◆ **Work instructions**:
a: List the three things the writer of the article on community building says they help people and organizations do around the New Year.
b: Write the next passage of the article on community building, picking up right after its last sentence.

◆ **Selected text**:
•••

Strengthen Your Team by Prioritizing Community Building
The New Year is a time when many people, businesses, and organizations focus on positive changes and brainstorm resolutions for improving life and business practice in the upcoming cycle around the sun. As a mental health counselor and an occupational burnout and traumatization consultant, I often work with people and organizations around this time to develop new habits that support healthy work/life balance, clarify values (both personal and organizational), and create strategies to prioritize those values in ways that support individual or organizational goals. It’s a process that can be incredibly rewarding and illuminating, both for individual workers and for businesses and organizations. With that in mind, I thought I would share one important and helpful strategy that many of us frequently overlook in our efforts to meet our goals because it may seem too simplistic or even counterintuitive, and that is community building.

•••

(Records excerpted from a collection)

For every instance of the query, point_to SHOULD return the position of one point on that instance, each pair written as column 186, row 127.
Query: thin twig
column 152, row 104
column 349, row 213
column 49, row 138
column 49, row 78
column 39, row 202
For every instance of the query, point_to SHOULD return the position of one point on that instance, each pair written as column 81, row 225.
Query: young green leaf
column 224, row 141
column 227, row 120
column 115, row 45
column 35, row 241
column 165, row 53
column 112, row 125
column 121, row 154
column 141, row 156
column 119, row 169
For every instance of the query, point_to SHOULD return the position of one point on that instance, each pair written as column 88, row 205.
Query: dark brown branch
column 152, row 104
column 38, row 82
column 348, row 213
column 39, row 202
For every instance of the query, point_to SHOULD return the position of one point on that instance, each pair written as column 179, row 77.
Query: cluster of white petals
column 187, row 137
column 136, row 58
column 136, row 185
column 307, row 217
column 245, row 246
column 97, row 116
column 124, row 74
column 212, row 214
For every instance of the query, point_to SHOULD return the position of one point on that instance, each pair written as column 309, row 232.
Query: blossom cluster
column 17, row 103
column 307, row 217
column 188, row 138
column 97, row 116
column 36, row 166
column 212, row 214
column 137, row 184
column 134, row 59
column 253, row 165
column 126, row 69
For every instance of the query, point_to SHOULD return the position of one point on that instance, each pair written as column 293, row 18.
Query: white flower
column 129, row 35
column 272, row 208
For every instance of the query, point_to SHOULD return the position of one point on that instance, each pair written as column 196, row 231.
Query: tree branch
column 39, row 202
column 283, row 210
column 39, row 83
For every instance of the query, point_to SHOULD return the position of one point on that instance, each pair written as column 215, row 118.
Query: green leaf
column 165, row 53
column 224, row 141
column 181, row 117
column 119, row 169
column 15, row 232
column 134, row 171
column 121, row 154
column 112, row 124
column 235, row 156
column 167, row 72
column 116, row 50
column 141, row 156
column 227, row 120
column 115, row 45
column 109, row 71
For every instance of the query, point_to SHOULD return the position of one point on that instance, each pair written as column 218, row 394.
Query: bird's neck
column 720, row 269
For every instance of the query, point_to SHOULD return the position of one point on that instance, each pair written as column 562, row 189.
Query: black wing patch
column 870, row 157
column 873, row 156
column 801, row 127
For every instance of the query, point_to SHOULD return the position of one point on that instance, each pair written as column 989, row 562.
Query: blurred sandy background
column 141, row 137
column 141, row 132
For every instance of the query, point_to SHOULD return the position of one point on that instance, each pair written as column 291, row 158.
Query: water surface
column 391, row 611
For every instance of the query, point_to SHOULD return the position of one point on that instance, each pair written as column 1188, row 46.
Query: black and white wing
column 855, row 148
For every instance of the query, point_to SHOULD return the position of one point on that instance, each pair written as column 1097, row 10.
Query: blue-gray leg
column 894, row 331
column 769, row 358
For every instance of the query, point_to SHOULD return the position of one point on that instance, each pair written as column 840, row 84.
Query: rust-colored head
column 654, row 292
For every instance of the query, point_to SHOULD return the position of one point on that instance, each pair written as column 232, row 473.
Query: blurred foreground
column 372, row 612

•••

◆ **Answers given**:
a:
1. Develop new habits that support healthy work/life balance
2. Clarify values, both personal and organizational
3. Create strategies to prioritize those values in ways that support individual or organizational goals

b:
We as humans are social creatures and as a species tend to exist in relationship with others. For each of us those communities are unique. Some of us are naturally introverted, while others prefer frequent extroverted interactions. Some of us prefer in-person connection, while others revel in the ability to connect virtually with people across the world. Still others prefer tight-knit highly interdependent communities, while others appreciate the flexibility and autonomy of more quietly supportive bonds. Whatever the style and flavor, what remains universal is that relational connection is vital to us as humans, and provides countless benefits to our wellbeing and health - as individuals and also as members of groups. As the Bakken Center’s Wellbeing Model demonstrates, community can provide social support, safety, a sense of belonging, opportunities for healthy engagement and physical activity, and ways to connect with our sense of purpose, all of which contribute to overall wellbeing.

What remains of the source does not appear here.